Exercise objective>
Reproduce the following lines exactly, covering every one of the records.

(Entries from a collection)
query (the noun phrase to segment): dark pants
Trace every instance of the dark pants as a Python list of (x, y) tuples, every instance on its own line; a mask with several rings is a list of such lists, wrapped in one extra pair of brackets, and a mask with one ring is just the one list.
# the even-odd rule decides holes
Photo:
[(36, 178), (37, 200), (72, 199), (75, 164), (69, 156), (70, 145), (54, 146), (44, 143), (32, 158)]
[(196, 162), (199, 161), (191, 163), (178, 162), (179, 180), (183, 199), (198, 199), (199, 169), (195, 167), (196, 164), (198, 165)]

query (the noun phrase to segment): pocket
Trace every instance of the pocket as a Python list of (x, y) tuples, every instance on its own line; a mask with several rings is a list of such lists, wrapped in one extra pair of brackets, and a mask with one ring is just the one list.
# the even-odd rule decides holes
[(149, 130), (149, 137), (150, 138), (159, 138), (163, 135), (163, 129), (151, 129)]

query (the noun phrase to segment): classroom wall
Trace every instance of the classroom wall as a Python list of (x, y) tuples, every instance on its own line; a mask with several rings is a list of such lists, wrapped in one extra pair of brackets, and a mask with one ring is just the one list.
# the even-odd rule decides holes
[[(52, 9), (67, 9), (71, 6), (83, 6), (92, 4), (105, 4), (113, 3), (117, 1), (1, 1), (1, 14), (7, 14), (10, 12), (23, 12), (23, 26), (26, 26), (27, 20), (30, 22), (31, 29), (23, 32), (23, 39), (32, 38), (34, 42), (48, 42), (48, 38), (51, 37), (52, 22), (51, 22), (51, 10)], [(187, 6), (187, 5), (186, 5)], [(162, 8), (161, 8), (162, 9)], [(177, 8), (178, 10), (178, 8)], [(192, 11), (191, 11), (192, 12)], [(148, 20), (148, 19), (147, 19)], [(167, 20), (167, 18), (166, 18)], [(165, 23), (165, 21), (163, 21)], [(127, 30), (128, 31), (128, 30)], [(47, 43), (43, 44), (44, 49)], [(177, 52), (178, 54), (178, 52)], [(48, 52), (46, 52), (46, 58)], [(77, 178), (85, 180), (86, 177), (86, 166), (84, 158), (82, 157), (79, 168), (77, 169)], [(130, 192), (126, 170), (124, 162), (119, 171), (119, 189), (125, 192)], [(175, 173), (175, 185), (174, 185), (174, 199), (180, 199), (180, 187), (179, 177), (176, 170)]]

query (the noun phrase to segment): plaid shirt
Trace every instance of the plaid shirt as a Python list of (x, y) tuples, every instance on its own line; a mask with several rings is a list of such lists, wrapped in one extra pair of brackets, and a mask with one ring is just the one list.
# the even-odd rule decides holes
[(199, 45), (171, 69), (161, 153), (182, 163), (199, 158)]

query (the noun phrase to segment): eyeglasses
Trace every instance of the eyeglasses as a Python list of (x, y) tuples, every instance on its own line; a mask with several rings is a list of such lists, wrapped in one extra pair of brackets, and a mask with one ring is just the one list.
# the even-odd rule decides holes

Task solution>
query (the noun phrase to segment): dark pants
Trace every instance of the dark pants as a Python list of (x, y) tuples, every instance on its own line; a mask with several rings is a list of such lists, wrapped in one extra pair of brackets, and a mask with one ring is just the one list.
# the even-odd rule decides holes
Photo:
[(36, 178), (37, 200), (72, 199), (75, 164), (69, 156), (70, 145), (54, 146), (44, 143), (32, 158)]
[(196, 162), (199, 161), (191, 163), (178, 162), (179, 180), (183, 199), (198, 199), (199, 169), (195, 167), (196, 164), (198, 165)]

query (the noun phrase to segment): pocket
Trace every instance of the pocket as a Python list of (x, y) tuples, every instance on its own line; a mask with several rings is a list of such lists, wrapped in one extra pair of brackets, and a mask with one ring is just the one list.
# the even-odd rule decides holes
[(149, 130), (149, 137), (150, 138), (159, 138), (163, 135), (163, 129), (151, 129)]

query (the noun phrase to segment): classroom wall
Trace every instance of the classroom wall as a Python list of (x, y) tuples, every instance on its own line; a mask with several rings is a list of such lists, wrapped in one extra pair of brackets, and a mask with one ring is just the one list.
# the even-odd rule decides holes
[[(52, 9), (67, 9), (71, 6), (83, 6), (92, 4), (105, 4), (113, 3), (117, 1), (1, 1), (1, 14), (7, 14), (10, 12), (23, 12), (23, 26), (26, 26), (27, 20), (30, 22), (31, 29), (23, 32), (23, 39), (32, 38), (34, 42), (48, 42), (48, 38), (51, 37), (52, 22), (51, 22), (51, 10)], [(187, 6), (187, 5), (186, 5)], [(162, 8), (161, 8), (162, 9)], [(177, 8), (178, 10), (178, 8)], [(192, 11), (191, 11), (192, 12)], [(148, 20), (148, 19), (147, 19)], [(167, 20), (167, 18), (166, 18)], [(165, 23), (165, 21), (163, 21)], [(127, 30), (128, 31), (128, 30)], [(47, 43), (43, 44), (44, 49)], [(177, 52), (178, 54), (178, 52)], [(48, 52), (46, 52), (46, 58)], [(77, 178), (85, 180), (86, 177), (86, 166), (84, 158), (82, 157), (79, 168), (77, 169)], [(130, 192), (126, 170), (124, 162), (119, 171), (119, 189), (125, 192)], [(175, 173), (175, 185), (174, 185), (174, 199), (180, 199), (180, 187), (179, 177), (176, 170)]]

query (the noun phrase to segment): plaid shirt
Trace every instance of the plaid shirt as a Python list of (x, y) tuples, every instance on its own line; a mask with several rings is a list of such lists, wrapped in one extra pair of brackets, and a mask with one ring is just the one list.
# the even-odd rule decides holes
[(199, 45), (171, 69), (161, 153), (182, 163), (199, 158)]

query (the noun phrase to segment): eyeglasses
Trace every instance of the eyeglasses as a Python list of (x, y) tuples, every instance on its own line; a mask with several rings is a list of such lists, wrapped in one extra pair of brackets, and a mask with one ring is just the one list.
# the even-odd rule decides holes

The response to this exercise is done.